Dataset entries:
----------

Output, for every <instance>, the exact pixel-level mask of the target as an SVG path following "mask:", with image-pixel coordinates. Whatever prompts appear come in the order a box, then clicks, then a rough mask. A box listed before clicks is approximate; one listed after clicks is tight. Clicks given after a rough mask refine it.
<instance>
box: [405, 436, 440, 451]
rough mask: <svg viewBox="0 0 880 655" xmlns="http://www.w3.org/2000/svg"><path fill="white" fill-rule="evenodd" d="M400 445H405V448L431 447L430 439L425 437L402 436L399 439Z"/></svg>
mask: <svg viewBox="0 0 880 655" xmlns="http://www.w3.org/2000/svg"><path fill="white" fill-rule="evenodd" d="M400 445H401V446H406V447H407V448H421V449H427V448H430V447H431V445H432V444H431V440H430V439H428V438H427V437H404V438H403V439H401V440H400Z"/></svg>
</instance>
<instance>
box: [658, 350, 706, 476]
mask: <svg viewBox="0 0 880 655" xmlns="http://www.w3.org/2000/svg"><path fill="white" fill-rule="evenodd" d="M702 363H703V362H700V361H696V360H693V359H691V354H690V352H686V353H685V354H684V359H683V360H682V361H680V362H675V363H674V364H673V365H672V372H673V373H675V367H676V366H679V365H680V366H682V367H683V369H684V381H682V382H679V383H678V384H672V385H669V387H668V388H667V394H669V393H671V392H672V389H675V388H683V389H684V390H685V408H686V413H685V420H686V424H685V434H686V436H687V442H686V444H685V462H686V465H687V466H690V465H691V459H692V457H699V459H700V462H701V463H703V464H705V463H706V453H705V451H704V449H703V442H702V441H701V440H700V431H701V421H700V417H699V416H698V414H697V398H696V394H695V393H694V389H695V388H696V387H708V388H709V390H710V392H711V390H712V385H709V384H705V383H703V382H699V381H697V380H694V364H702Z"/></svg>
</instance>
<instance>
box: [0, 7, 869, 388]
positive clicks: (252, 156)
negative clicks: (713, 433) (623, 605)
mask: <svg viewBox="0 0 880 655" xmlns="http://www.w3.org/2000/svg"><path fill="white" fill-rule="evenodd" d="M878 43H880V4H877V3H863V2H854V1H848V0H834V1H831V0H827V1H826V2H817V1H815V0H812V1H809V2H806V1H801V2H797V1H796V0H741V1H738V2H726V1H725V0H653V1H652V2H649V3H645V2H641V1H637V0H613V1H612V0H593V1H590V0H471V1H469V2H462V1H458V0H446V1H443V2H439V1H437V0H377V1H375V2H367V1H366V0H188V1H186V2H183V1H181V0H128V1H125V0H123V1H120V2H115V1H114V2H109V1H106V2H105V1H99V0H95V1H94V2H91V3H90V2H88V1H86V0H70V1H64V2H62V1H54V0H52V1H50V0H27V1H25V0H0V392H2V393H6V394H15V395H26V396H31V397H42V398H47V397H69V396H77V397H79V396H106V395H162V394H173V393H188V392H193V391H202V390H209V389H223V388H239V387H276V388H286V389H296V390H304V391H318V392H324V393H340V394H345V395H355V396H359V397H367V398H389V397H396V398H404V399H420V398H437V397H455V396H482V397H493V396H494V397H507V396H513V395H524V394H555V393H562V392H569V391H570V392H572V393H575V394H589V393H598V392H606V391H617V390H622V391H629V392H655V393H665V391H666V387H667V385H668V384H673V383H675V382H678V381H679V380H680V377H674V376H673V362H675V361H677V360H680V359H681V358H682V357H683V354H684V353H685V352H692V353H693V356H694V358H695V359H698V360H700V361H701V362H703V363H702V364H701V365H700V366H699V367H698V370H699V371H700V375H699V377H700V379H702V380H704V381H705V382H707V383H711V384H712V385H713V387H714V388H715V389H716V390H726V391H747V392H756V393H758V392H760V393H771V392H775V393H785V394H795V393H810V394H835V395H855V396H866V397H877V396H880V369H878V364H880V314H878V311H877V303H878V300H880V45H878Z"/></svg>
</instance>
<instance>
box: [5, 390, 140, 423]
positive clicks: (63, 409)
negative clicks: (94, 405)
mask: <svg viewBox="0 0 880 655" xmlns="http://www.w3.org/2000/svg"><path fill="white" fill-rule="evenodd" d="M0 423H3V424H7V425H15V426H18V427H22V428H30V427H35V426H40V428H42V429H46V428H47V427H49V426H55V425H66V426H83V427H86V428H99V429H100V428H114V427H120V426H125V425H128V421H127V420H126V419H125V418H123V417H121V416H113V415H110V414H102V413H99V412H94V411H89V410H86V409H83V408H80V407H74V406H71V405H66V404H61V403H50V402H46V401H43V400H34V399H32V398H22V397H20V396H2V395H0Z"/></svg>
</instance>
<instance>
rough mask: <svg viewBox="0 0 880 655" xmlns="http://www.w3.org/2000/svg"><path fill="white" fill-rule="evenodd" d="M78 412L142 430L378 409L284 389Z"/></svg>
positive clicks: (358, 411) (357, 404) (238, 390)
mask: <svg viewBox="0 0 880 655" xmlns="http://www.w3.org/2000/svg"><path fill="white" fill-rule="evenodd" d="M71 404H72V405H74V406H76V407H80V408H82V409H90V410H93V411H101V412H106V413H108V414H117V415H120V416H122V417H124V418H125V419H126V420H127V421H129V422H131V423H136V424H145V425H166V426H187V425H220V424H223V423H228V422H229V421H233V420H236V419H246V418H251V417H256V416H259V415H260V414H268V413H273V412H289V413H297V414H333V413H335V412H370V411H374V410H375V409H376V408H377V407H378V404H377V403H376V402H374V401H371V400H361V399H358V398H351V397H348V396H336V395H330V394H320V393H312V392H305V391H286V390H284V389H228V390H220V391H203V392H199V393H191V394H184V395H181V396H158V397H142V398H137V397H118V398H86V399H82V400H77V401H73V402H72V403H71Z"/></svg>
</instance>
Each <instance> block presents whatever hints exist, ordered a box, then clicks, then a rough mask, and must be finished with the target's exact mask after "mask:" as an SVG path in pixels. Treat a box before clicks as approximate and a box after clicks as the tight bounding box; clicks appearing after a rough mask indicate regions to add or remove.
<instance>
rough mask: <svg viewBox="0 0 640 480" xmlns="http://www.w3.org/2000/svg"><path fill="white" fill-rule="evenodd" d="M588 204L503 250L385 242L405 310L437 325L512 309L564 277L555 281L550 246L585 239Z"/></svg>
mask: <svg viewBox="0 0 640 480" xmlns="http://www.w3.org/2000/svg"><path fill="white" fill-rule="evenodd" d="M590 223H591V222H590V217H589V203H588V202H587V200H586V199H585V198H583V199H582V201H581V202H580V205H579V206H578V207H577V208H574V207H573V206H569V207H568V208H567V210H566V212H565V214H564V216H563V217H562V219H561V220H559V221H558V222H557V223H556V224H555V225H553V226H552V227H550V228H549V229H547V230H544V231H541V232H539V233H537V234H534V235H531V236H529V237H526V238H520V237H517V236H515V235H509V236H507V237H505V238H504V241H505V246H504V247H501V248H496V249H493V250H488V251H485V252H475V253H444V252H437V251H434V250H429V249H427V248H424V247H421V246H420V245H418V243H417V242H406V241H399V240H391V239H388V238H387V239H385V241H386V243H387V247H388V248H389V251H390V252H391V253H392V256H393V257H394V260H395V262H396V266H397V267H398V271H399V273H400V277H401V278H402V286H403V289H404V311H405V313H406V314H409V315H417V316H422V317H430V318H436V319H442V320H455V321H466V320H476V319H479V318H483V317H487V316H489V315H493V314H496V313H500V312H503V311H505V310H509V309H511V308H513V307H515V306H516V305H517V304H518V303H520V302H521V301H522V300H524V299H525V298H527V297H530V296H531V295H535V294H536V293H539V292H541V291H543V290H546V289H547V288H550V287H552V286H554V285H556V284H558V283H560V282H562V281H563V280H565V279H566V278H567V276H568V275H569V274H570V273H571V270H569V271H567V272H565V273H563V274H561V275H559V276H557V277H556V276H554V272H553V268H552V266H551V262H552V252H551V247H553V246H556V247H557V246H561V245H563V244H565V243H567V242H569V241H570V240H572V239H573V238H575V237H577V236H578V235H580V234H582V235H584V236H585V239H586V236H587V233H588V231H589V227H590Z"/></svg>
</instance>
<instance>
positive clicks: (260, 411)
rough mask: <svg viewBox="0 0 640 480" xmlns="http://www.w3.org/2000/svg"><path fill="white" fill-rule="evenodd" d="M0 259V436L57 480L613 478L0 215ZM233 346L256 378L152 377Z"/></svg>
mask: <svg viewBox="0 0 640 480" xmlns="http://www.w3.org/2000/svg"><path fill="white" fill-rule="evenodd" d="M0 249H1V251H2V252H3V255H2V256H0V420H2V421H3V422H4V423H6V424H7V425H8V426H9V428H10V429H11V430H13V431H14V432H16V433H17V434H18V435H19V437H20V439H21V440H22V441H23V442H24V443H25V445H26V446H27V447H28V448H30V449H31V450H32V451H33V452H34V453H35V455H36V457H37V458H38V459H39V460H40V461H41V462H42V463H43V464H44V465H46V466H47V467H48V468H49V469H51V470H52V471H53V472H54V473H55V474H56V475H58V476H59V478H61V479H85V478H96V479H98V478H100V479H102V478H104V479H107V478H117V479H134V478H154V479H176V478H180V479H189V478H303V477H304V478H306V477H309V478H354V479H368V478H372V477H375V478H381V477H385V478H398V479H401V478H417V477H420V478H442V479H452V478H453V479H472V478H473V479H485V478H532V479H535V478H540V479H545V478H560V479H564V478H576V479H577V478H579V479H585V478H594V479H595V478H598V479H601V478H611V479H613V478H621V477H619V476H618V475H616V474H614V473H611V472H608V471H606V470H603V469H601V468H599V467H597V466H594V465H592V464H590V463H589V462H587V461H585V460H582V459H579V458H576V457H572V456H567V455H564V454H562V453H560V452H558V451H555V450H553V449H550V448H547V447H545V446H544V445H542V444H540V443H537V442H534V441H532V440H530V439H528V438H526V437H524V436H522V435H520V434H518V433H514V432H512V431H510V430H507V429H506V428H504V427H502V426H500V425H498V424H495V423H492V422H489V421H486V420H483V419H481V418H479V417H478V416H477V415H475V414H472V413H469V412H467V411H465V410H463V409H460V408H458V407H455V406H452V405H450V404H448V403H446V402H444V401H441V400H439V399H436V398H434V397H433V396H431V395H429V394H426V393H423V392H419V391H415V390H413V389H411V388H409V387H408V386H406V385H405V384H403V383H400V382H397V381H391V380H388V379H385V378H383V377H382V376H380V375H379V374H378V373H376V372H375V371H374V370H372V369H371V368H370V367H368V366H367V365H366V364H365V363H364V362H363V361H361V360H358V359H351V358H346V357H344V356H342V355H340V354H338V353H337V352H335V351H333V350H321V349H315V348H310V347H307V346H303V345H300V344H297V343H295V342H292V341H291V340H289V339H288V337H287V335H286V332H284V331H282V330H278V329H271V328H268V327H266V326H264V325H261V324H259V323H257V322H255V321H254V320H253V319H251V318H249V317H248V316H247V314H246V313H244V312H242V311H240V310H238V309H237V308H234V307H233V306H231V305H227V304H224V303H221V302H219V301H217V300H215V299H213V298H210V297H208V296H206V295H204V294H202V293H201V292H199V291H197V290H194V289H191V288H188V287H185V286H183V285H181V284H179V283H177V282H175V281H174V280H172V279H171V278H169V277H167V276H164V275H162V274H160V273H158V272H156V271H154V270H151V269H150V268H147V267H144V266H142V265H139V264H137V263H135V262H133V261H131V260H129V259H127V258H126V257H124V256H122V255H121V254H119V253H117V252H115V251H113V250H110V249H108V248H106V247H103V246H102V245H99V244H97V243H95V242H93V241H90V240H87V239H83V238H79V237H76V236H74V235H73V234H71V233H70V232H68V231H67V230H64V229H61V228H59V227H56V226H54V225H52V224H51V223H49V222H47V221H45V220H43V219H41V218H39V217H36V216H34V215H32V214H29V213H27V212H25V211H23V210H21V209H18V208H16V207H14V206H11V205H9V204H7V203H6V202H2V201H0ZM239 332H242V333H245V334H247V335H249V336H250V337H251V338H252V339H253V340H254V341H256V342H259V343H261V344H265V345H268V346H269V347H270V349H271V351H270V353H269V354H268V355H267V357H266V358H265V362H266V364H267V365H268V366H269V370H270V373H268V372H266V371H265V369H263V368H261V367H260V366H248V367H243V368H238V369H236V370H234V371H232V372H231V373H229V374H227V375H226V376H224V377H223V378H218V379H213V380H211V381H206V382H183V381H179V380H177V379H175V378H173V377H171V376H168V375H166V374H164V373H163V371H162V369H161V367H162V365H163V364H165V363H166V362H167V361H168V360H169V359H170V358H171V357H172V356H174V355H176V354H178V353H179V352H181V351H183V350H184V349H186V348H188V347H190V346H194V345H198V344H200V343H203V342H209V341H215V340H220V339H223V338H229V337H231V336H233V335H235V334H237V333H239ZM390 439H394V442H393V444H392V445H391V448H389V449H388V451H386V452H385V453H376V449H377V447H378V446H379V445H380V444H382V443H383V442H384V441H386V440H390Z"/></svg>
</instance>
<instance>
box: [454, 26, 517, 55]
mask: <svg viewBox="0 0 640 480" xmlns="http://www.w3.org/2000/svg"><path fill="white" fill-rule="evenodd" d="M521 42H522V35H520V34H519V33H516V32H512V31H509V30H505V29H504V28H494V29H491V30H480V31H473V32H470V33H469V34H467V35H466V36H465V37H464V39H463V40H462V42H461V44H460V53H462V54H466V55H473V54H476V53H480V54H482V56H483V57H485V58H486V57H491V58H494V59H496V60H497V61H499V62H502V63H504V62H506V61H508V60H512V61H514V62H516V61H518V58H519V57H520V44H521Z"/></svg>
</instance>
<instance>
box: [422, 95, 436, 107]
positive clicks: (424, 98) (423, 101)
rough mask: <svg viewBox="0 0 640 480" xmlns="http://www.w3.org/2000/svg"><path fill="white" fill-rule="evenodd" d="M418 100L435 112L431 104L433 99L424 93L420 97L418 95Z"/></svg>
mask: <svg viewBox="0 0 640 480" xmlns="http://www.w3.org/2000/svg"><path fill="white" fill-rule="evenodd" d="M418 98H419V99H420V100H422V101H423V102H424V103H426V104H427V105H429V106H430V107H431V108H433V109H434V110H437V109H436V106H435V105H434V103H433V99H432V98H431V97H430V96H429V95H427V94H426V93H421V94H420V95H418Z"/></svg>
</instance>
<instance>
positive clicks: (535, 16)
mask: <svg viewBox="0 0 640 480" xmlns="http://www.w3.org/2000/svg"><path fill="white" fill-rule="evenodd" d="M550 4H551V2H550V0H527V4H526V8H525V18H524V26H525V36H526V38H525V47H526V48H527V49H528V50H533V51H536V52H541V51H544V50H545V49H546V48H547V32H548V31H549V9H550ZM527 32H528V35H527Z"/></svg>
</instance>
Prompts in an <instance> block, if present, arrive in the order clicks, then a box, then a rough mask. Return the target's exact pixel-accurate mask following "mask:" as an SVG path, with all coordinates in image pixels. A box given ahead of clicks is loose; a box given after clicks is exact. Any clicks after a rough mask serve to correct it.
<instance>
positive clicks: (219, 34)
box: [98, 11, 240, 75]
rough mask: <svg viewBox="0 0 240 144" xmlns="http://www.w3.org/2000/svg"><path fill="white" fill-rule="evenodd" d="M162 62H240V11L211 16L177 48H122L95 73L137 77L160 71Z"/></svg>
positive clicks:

----------

## HOW TO COMPLETE THIS TASK
Search the records for the string "image" and, wherever a line contains it, please copy that line.

## RESULT
Output, for every <instance>, the exact pixel-level mask of the target as an SVG path following "mask:", with image-pixel coordinates. Whatever prompts appear come in the order a box, then clicks, then a rough mask. A box listed before clicks is approximate; one listed after clicks is tight. Clicks given after a rough mask refine it.
Prompts in an <instance> block, if present, arrive in the order clicks, then a box, then a rough mask. Return the target's exact pixel-accurate mask following "mask:" as an SVG path, with all coordinates in image pixels. A box given ahead of clicks is loose; a box given after clicks is exact. Any clicks after a rough mask serve to correct it.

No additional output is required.